[Description of the task] Render all of the records below as a two-column CSV with the header columns "request" and "answer," giving one row per request that holds its text and its answer. Put each value in a single quoted field with line breaks replaced by spaces, and omit the pictures.

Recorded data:
►

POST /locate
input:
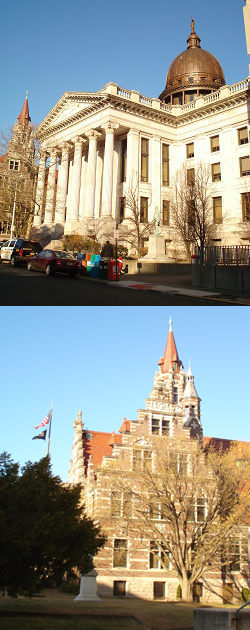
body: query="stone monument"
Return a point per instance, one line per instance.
(88, 588)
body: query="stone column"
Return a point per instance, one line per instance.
(107, 187)
(50, 188)
(76, 180)
(62, 184)
(40, 190)
(93, 135)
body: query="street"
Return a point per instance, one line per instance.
(19, 287)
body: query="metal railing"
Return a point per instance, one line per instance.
(219, 255)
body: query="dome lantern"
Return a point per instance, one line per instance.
(193, 73)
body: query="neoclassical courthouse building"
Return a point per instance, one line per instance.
(130, 565)
(100, 146)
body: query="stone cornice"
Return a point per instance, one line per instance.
(150, 109)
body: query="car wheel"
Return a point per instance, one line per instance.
(48, 270)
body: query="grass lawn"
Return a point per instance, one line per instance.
(58, 610)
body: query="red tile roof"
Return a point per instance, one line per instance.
(97, 444)
(170, 354)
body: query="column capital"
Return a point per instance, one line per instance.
(110, 127)
(92, 134)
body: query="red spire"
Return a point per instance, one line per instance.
(25, 112)
(171, 354)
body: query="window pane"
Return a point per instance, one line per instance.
(120, 553)
(215, 144)
(216, 174)
(190, 150)
(245, 201)
(165, 212)
(144, 160)
(243, 135)
(217, 207)
(245, 166)
(143, 210)
(165, 164)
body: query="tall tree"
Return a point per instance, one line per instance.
(191, 208)
(187, 506)
(44, 529)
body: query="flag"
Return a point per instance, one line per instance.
(41, 436)
(45, 421)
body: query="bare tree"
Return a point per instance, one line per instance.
(136, 227)
(191, 207)
(186, 506)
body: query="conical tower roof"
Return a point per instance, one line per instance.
(170, 355)
(24, 116)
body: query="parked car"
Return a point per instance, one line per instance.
(51, 261)
(18, 250)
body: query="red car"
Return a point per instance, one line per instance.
(54, 262)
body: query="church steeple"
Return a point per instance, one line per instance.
(171, 358)
(24, 116)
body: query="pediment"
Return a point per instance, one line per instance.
(70, 105)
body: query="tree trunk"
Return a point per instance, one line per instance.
(186, 589)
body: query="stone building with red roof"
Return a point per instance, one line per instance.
(18, 175)
(172, 413)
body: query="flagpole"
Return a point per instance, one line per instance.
(49, 428)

◄

[Result]
request,answer
"POST /locate input: body: query=""stone monument"" Return a point per instance, one line per instance.","(88, 588)"
"body: query=""stone column"" Return a point per instance, one line per instance.","(107, 187) (50, 188) (76, 180) (62, 184) (40, 190) (93, 135)"
"body: query=""street"" Return a point per instance, one line per instance.","(19, 287)"
"body: query=""metal railing"" Return a point per instance, one line per instance.","(219, 255)"
"body: query=""dome lantern"" Return a point per instance, one line per instance.","(193, 73)"
"body: query=""neoclassical courthouse building"" Return a point per instance, one line per instance.","(130, 565) (100, 146)"
"body: query=""stone cornice"" Return a point per instance, one line per instance.","(150, 109)"
"body: query=""car wheel"" Return a point per instance, one line per instance.","(48, 270)"
"body: query=""grass lawn"" Return a point per instance, one line per instance.","(58, 610)"
"body: query=""red tile roof"" Return a point per instance, one line per instance.","(97, 444) (170, 354)"
"body: query=""column capital"" Return a point per instance, one line per instance.","(110, 127) (92, 134)"
"body: query=""red spire"" Return a point per instance, one line per instance.","(25, 112) (171, 354)"
"body: query=""window pane"" Return a point per instance, one line per instance.","(120, 553) (215, 144) (216, 174) (190, 150) (245, 201) (165, 212) (144, 160) (243, 135) (217, 207) (245, 166) (143, 210) (165, 164)"
"body: query=""tall tree"" Return a point per instance, one line per instance.","(191, 208) (187, 506) (44, 529)"
"body: query=""flag"" Return a point per instance, one line per instance.","(41, 436) (45, 421)"
"body: query=""bare tree"" Return a point per instance, one line per instance.","(136, 227) (191, 207) (186, 506)"
"body: query=""conical tower roof"" Return a point per instance, one line per instance.","(170, 355) (24, 116)"
"body: query=""parked car"" Return a point per instance, one line per instance.","(51, 261) (18, 250)"
"body: query=""red car"" Return a point per instance, one line per instance.","(54, 262)"
"body: query=""church steeple"" Return a point per instance, one line per instance.","(171, 358) (24, 116)"
"body: query=""pediment"" Return a point per instance, one line per instance.","(70, 105)"
"body: query=""tree trunk"" Return a point per instance, one line per instance.","(186, 589)"
"body: query=""stone building with red roof"" Return a point per instance, one line per instance.","(18, 175) (172, 413)"
"body: query=""flagpole"" Return a point per instance, one line per instance.","(49, 428)"